## Extracted text
• • • •
Although the commenting system may enhance interaction, a few participants said that the interaction brought more harms than benefits. Some learners worried that the during class discussion would distract them from focusing on the video content. One teacher and one student said that although the connection of video content and discussion was helpful, the overlaid flying comments were distracting and they preferred other forms such as the list in sidebar. Some participants said the enhanced student-student interaction may increase useless information and therefore decrease the learning efficiency.
Most participants said too many comments overlaid on the screen would distract learning, therefore they appreciated the functions of filter, transparency setting, and hiding.
However, they still concerned about the quality of comments and the visual clutter. First, the commenting system may increase discussions both related and unrelated to the course. Most participants said content-related comments could benefit learning, but they had different opinions about other comments, such as comments for social interaction. Some of them said social comments could attract learners and create an active atmosphere, whereas others said social comments may provide useless and chaotic information for learning. Second, learners of MOOCs usually have different levels of knowledge and skills. Some interviewed learners worried that they were forced to see comments and threads that may be too easy or boring to them, even if the comments were related to the content. Third, in addition to the individual learning habits and knowledge levels, the form of the video also influenced the perceived distraction. Most students and TAs said if there were slides with dense texts in the video, the overlaid comments would be more distractive than that when a teacher was present and speaking in the video.
Only one of the seven learners used Evernote when learning MOOCs. Other learners took notes on paper notebooks when learning MOOCs. Therefore, although most participants said the notes may be convenient, they may not want to use it. The teacher of Medical parasitology also said paper was more suitable for notes of Medical parasitology. The Evernote user in the seven learners and some teachers and TAs said learners may try to take notes in DanMOOC system if they could export their notes organized in a clear layout from the DanMOOC system, for reviewing after class.
Teachers and TAs said that notes may reflect learners’ learning process. For example, playback time points with many notes may indicate that the content there was difficult to many learners. Teachers could find out unexpected difficult points of the lecture and adjust his/her teaching.
In the prototype, the detailed content and following replies of each thread were shown in the area D in Fig. 1. Most participants said that this skip from the view of video to the bottom of the page would interrupt the learning ofthe lecture. In addition, in the most current MOOCs, forum is independent from the lecture videos. Few courses provided the function of discussing a specific video. Therefore, we removed the area for threads to the whole video, and presented the detailed content and following repliesof threads anchored to the timeline directly in the sidebar (see Fig. 5).
• • • •
## Information supplied

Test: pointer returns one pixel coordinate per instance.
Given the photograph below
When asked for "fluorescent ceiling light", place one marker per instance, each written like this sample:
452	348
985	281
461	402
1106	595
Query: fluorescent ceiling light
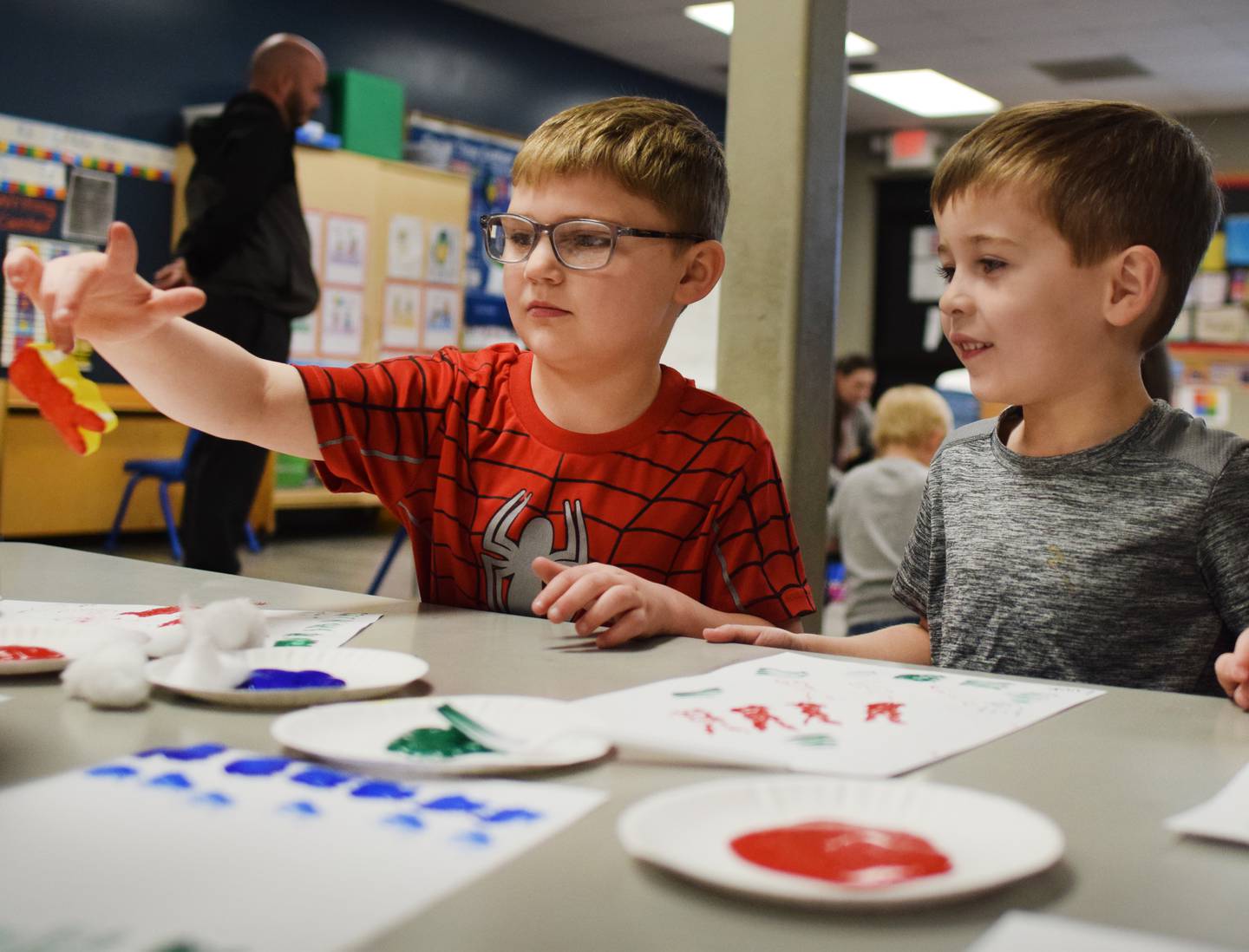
925	93
720	16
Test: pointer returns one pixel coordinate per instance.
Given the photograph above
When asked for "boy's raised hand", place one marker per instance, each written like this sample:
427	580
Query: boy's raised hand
1233	671
627	605
98	297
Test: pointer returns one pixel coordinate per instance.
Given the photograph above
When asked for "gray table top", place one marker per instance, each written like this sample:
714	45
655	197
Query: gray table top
1108	773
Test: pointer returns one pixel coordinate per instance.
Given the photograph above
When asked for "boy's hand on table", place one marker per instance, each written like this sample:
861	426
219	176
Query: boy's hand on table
1233	671
767	637
626	605
98	297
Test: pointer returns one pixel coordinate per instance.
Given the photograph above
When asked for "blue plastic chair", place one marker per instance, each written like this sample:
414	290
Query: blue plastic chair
400	538
167	473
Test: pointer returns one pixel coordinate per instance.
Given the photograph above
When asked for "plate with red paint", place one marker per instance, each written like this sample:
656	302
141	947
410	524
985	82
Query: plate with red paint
297	677
409	734
840	842
36	649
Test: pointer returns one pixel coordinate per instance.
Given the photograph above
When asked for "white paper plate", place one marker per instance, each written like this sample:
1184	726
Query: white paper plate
369	672
990	841
70	641
359	734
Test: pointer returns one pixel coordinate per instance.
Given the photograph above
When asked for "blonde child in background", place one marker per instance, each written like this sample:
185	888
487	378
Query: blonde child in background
873	513
578	480
1088	534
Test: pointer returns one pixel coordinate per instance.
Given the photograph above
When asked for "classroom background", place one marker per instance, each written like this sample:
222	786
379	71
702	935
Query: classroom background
426	108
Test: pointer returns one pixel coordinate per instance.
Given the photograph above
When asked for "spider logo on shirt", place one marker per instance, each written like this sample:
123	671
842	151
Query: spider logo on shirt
507	561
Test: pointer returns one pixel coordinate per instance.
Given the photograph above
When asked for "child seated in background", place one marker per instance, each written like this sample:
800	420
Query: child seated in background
576	480
873	512
1087	534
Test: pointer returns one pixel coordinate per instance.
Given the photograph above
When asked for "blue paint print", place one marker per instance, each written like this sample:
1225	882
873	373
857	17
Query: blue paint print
170	779
213	799
258	766
406	821
511	816
453	804
383	790
301	807
321	777
111	770
199	753
275	679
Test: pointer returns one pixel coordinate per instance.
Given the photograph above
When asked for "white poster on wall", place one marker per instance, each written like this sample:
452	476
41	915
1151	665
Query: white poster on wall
345	250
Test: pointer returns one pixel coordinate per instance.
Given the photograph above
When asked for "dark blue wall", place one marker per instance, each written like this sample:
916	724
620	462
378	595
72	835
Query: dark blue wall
127	67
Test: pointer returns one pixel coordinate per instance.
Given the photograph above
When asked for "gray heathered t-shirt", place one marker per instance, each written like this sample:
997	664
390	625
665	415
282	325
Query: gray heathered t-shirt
872	516
1126	564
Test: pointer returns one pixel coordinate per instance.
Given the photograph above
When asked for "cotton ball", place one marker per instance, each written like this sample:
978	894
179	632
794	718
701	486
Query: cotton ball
109	676
204	666
232	625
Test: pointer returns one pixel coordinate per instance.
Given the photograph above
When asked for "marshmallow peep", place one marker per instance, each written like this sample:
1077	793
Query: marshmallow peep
109	676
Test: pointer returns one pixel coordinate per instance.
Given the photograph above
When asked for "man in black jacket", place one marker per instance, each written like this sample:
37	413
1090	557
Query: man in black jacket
247	248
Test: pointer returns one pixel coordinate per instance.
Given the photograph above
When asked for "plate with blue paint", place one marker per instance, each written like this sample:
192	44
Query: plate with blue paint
298	676
410	734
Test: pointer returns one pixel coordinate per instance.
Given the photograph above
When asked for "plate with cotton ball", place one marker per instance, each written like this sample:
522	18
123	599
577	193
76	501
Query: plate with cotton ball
37	649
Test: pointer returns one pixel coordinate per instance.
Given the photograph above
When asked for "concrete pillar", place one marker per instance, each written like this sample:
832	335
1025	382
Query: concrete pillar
785	142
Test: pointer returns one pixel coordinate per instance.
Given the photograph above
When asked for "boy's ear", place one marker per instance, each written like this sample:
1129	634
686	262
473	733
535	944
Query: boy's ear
1135	283
704	264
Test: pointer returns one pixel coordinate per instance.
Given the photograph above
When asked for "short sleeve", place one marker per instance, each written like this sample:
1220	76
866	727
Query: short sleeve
1223	549
379	424
757	566
913	581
• • • •
## Task instructions
1) Answer these questions using the excerpt on video commenting in MOOCs.
(a) How many of the seven learners used Evernote when learning MOOCs?
(b) Which three functions did participants appreciate because too many overlaid comments would distract learning?
(c) In the prototype, in which area of Fig. 1 were the detailed content and following replies of each thread shown?
2) From the excerpt on video commenting in MOOCs, return the passage starting at "Teachers and TAs said that" and ending at "(see Fig. 5).".

## Solutions per task
1)
(a) One.
(b) Filter, transparency setting, and hiding.
(c) Area D.

2)
Teachers and TAs said that notes may reflect learners’ learning process. For example, playback time points with many notes may indicate that the content there was difficult to many learners. Teachers could find out unexpected difficult points of the lecture and adjust his/her teaching.
In the prototype, the detailed content and following replies of each thread were shown in the area D in Fig. 1. Most participants said that this skip from the view of video to the bottom of the page would interrupt the learning ofthe lecture. In addition, in the most current MOOCs, forum is independent from the lecture videos. Few courses provided the function of discussing a specific video. Therefore, we removed the area for threads to the whole video, and presented the detailed content and following repliesof threads anchored to the timeline directly in the sidebar (see Fig. 5).